** Begin Material for this task **
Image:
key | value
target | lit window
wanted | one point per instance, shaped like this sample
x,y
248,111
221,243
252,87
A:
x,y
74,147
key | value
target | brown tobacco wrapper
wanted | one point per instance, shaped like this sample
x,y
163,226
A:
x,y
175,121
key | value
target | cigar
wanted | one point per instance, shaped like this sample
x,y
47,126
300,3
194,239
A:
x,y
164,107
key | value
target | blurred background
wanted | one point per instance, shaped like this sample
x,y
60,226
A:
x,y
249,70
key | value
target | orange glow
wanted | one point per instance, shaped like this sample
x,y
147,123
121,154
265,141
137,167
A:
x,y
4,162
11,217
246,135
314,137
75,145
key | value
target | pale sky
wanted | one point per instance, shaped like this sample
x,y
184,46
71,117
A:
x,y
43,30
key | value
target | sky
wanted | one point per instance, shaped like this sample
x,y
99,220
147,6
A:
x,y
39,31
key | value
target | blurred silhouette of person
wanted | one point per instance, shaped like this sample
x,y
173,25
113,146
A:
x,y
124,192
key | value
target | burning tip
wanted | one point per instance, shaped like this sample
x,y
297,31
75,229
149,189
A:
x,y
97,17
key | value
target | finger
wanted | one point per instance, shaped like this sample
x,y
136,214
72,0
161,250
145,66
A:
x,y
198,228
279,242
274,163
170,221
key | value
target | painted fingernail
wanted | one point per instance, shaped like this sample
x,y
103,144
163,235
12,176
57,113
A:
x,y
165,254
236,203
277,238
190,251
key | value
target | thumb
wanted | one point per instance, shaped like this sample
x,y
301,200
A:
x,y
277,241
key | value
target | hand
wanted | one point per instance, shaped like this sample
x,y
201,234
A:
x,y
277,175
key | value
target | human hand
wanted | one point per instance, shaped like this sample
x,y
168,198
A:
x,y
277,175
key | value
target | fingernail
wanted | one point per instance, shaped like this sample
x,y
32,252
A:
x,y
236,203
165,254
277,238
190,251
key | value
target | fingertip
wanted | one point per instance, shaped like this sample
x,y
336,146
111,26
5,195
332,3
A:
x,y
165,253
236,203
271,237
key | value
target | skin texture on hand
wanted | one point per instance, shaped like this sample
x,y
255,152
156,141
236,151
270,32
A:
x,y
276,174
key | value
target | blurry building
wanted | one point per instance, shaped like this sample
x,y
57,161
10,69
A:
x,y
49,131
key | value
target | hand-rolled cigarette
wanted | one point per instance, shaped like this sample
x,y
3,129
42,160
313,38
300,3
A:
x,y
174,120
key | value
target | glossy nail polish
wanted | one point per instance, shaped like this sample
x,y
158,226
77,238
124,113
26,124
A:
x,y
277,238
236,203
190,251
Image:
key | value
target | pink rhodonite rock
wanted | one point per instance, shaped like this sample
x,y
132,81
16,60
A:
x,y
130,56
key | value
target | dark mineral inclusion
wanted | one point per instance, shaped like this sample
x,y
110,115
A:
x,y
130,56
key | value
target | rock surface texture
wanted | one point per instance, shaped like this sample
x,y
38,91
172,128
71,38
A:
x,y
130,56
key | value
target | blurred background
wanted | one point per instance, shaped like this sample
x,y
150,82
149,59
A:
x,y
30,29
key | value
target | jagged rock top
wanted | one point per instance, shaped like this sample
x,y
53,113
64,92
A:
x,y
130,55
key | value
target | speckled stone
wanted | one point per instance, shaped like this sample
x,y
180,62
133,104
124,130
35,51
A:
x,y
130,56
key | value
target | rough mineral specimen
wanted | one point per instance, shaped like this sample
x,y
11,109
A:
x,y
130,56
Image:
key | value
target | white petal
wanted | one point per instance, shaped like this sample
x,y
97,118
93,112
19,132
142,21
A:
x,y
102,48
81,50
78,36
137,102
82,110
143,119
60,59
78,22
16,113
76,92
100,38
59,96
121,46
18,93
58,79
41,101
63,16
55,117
** End Material for this task **
• Direction:
Which lines of the records contain the string "fingernail"? Pick out and copy each one, treating uppercase and lowercase as different.

• Response to this task:
target | painted fingernail
target | fingernail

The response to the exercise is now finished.